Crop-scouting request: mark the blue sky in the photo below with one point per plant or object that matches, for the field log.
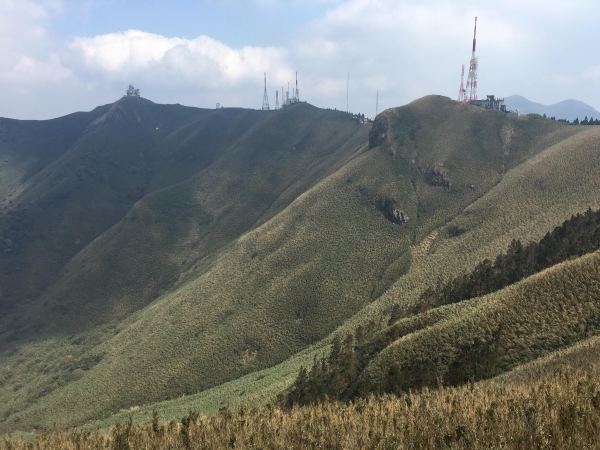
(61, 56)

...

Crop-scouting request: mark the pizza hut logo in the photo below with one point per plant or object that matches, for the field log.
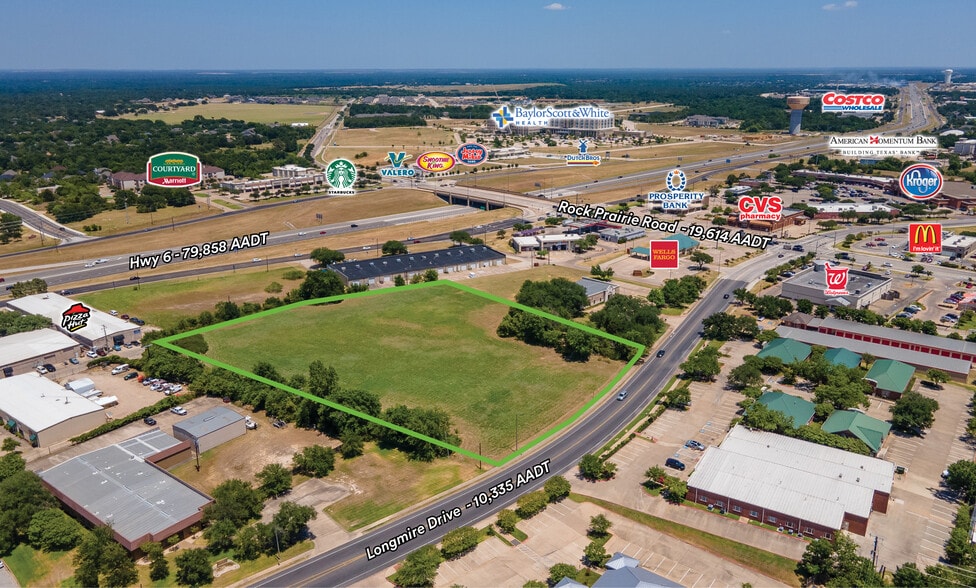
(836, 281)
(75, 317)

§ Your instructions: Pick out and copy every line of the material above that contains the string "matches". Matching is case-sensitive.

§ Complete response:
Crop-scouting request: mark the blue sky in the photo below with one point per plant or object that matches, for the field log.
Crop-scouting request: mark the pizza hut logo in the photo below with one point per plant or object that matches, for the field log.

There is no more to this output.